## Consignes
(A) Relevez, s'il vous plaît, chaque date distincte citée dans l'extrait sur les intérêts de retard, dans l'ordre de leur première apparition.
(B) Poursuivez l'extrait sur les intérêts de retard à partir de sa dernière phrase.

Sur les intérêts de retard :
2. Aux termes de l'article 1727 du code général des impôts : " I. - Toute créance de nature fiscale, dont l'établissement ou le recouvrement incombe aux administrations fiscales, qui n'a pas été acquittée dans le délai légal donne lieu au versement d'un intérêt de retard. A cet intérêt s'ajoutent, le cas échéant, les sanctions prévues au présent code. (...) ". Le taux de l'intérêt de retard, fixé à 0,40 % par mois par le III de cet article jusqu'au 31 décembre 2017, a été ramené à 0,20 % par mois par l'article 55 de la loi du 28 décembre 2017 de finances rectificative pour 2017, dont le III précise que ce nouveau taux s'applique aux intérêts courant du 1er janvier 2018 au 31 décembre 2020.
3. D'une part, il résulte de l'instruction que les rappels de taxe sur la valeur ajoutée mis à la charge de la société Meg Editique et système ont été assortis des intérêts de retard au taux de 0,40 % par mois pour les intérêts courant à compter du 1er août 2016, date à laquelle ils ont commencé à courir, et au taux mensuel de 0,20 % pour ceux courant à compter du 1er janvier 2018, conformément aux dispositions citées au point précédent du III de l'article 55 de la loi du 28 décembre 2017 de finances rectificative pour 2017. Par suite, et ainsi que l'ont estimé les premiers juges, la société requérante n'est pas fondée à soutenir qu'elle pouvait bénéficier, sur l'ensemble de la période, du taux légal de 0,20 %. D'autre part, si la société requérante soutient que le taux de 0,40 % appliqué pour la période courant du 1er août 2016 au 1er janvier 2018 serait supérieur au préjudice financier causé au Trésor public du fait du retard de paiement, le niveau de ce taux n'était toutefois pas devenu manifestement excessif au regard du taux moyen pratiqué par les prêteurs privés pour un découvert non négocié. Dès lors et à le supposer invoqué, le moyen tiré de ce que l'application d'un tel taux revêtait le caractère d'une sanction devant donner lieu à l'application rétroactive de la loi pénale plus douce, c'est-à-dire du taux de 0,20 %, doit être écarté.

Données d'annotation par points sur photos
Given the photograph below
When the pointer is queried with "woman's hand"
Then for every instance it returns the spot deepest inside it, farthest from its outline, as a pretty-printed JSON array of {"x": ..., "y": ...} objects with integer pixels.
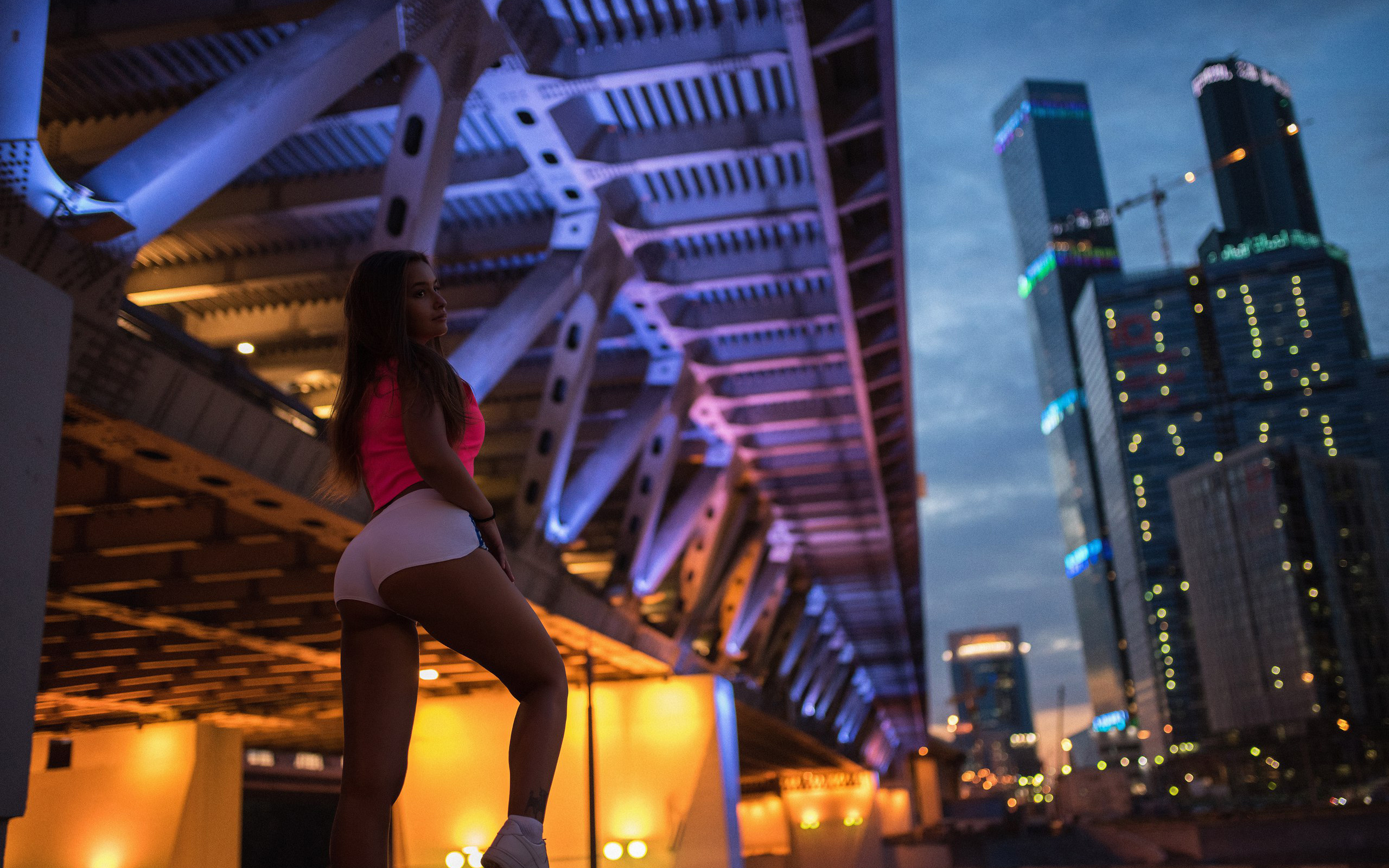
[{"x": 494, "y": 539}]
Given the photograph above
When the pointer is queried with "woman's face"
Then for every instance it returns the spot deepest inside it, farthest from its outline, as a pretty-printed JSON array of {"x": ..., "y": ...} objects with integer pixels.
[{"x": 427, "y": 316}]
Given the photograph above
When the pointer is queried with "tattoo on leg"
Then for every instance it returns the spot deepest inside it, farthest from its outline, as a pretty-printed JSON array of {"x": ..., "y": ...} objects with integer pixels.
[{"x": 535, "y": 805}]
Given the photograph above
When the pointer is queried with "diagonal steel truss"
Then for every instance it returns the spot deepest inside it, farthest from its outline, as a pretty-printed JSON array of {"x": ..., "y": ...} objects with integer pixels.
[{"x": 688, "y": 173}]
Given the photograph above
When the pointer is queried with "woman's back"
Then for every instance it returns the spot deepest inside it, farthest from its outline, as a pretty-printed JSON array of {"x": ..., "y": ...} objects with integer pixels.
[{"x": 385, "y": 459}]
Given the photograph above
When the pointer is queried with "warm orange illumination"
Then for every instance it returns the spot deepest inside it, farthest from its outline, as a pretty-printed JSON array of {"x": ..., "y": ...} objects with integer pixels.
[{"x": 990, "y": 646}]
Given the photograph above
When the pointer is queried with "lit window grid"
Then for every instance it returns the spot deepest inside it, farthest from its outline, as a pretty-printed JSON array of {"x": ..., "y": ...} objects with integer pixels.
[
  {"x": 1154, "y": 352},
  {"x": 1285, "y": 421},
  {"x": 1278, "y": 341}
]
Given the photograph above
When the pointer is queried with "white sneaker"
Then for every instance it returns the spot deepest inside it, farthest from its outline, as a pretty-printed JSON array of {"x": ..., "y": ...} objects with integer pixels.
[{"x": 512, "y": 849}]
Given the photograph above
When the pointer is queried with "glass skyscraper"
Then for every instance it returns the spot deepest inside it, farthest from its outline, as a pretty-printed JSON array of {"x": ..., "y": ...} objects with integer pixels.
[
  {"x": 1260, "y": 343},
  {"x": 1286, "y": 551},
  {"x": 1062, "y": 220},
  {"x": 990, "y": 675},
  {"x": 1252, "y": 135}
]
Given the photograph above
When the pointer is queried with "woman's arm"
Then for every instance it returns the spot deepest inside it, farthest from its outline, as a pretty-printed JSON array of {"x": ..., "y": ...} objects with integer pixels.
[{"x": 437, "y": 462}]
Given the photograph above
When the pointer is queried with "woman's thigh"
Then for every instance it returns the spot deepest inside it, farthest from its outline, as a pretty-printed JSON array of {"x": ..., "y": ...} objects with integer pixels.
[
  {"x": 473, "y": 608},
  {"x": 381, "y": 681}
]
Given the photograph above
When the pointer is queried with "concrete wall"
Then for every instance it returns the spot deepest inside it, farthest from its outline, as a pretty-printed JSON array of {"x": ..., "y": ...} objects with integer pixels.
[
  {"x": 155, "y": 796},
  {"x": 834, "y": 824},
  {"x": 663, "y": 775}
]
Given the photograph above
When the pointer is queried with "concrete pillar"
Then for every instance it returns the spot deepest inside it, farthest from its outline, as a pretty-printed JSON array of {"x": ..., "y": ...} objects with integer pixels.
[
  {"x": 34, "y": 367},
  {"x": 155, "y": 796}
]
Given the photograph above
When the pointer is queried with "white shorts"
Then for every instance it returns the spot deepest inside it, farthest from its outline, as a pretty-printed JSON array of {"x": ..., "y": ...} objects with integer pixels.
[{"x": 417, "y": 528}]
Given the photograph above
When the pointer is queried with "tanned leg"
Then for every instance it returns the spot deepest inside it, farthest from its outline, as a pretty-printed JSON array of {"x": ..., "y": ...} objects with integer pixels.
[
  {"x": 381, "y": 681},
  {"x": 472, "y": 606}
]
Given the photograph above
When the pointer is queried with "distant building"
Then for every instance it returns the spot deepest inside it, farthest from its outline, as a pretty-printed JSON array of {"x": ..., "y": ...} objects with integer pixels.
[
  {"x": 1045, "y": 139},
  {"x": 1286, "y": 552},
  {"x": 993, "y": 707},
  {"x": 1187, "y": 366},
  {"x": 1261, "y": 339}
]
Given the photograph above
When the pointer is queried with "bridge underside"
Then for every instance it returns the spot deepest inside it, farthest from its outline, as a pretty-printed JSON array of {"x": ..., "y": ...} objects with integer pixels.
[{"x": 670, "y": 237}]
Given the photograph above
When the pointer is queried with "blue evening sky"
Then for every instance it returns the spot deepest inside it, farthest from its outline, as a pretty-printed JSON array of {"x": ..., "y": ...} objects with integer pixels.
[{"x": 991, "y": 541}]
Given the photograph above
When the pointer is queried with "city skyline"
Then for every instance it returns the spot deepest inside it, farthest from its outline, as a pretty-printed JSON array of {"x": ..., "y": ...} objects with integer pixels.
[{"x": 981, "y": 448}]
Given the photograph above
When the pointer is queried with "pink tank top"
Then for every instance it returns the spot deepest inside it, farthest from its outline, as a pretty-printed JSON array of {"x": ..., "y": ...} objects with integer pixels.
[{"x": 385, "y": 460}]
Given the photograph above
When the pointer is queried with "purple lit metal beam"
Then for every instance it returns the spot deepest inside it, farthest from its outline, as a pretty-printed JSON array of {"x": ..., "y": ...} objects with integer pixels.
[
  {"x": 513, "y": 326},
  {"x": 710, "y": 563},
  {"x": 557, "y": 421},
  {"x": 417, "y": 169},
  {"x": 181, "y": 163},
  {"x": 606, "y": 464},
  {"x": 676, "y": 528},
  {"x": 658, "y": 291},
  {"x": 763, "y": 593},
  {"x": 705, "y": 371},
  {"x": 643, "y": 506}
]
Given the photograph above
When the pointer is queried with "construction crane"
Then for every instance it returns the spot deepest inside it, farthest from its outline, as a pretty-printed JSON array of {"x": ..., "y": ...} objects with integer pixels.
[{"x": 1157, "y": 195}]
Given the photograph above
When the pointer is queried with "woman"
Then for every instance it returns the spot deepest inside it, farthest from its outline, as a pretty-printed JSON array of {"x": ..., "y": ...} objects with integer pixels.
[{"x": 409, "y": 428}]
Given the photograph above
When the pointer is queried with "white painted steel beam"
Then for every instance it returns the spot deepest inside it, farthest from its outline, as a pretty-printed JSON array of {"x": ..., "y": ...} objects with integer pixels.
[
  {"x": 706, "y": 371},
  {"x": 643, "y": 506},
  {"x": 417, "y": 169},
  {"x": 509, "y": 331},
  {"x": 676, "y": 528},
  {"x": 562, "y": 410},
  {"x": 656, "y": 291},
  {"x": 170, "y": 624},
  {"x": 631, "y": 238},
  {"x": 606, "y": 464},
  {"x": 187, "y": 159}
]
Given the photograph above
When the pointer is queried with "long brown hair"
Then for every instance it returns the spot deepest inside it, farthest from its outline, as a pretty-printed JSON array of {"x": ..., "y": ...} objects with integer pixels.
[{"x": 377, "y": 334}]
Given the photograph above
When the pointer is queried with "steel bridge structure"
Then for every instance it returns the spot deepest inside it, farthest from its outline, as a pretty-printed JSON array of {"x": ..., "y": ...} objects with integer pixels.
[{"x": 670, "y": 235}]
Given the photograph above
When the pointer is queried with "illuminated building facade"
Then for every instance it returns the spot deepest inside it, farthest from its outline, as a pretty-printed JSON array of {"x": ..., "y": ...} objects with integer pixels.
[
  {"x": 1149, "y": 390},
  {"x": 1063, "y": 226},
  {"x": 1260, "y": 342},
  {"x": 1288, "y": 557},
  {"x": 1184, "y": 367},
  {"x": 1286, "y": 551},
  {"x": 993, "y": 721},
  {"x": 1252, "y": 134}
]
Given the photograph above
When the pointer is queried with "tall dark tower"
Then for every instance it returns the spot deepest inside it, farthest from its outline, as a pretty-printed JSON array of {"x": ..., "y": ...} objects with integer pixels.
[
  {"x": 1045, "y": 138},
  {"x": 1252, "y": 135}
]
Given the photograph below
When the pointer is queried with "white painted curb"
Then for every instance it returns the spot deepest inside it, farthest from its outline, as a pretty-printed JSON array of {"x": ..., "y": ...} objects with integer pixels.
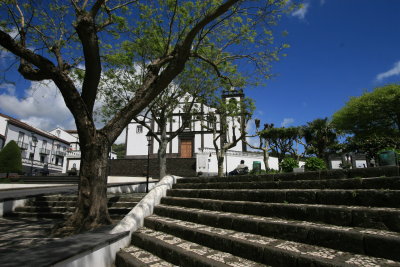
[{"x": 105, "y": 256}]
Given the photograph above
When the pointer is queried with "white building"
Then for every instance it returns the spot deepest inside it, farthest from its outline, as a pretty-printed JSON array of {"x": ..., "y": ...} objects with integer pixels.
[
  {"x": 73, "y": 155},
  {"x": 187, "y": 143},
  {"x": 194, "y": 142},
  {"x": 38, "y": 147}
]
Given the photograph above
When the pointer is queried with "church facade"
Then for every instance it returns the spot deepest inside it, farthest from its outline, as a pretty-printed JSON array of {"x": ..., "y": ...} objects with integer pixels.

## Réponses
(A)
31 décembre 2017
28 décembre 2017
1er janvier 2018
31 décembre 2020
1er août 2016

(B)
Sur les pénalités de l'article 1729 du code général des impôts :
4. Aux termes de l'article 1729 du code général des impôts : " Les inexactitudes ou les omissions relevées dans une déclaration ou un acte comportant l'indication d'éléments à retenir pour l'assiette ou la liquidation de l'impôt ainsi que la restitution d'une créance de nature fiscale dont le versement a été indûment obtenu de l'Etat entraînent l'application d'une majoration de : / a. 40 % en cas de manquement délibéré (...) ".
5. En premier lieu, pour justifier du caractère délibéré des omissions déclaratives relevées lors de la vérification de comptabilité, l'administration fiscale a relevé que la société Meg Editique et système, d'une part, avait déduit par anticipation la taxe sur la valeur ajoutée se rapportant à des prestations de service, alors qu'elle n'avait pas procédé au règlement des factures correspondantes émises par ses fournisseurs, d'autre part, s'était abstenue de reverser au Trésor des sommes au titre de la taxe sur la valeur ajoutée collectée et non déclarée. Ces omissions ont été réitérées sur plusieurs exercices et pour des montants importants, conduisant à des rappels de taxe sur la valeur ajoutée pour des montants de 106 398 euros au titre de la période du 1er juillet 2015 au 31 décembre 2016 et 270 952 euros au titre de la période du 1er janvier 2017 au 31 décembre 2017. Si la société requérante, pour attester de sa bonne foi, fait valoir qu'elle a procédé à des régularisations de ses omissions déclaratives et informé l'administration de celles-ci par deux courriers des 23 mars et 23 décembre 2015, il résulte de l'instruction que ces régularisations n'ont été que partielles, ont porté sur des périodes bien antérieures à la date de ces courriers, notamment les années 2012 et 2014, et n'ont, pour certaines d'entre elles, été initiées que postérieurement à la réception par la société d'un avis de vérification. Dans ces conditions, la société requérante n'est pas fondée à soutenir que l'administration ne rapporterait pas la preuve qui lui incombe de ce que les inexactitudes et omissions qui lui sont reprochées présentaient un caractère délibéré.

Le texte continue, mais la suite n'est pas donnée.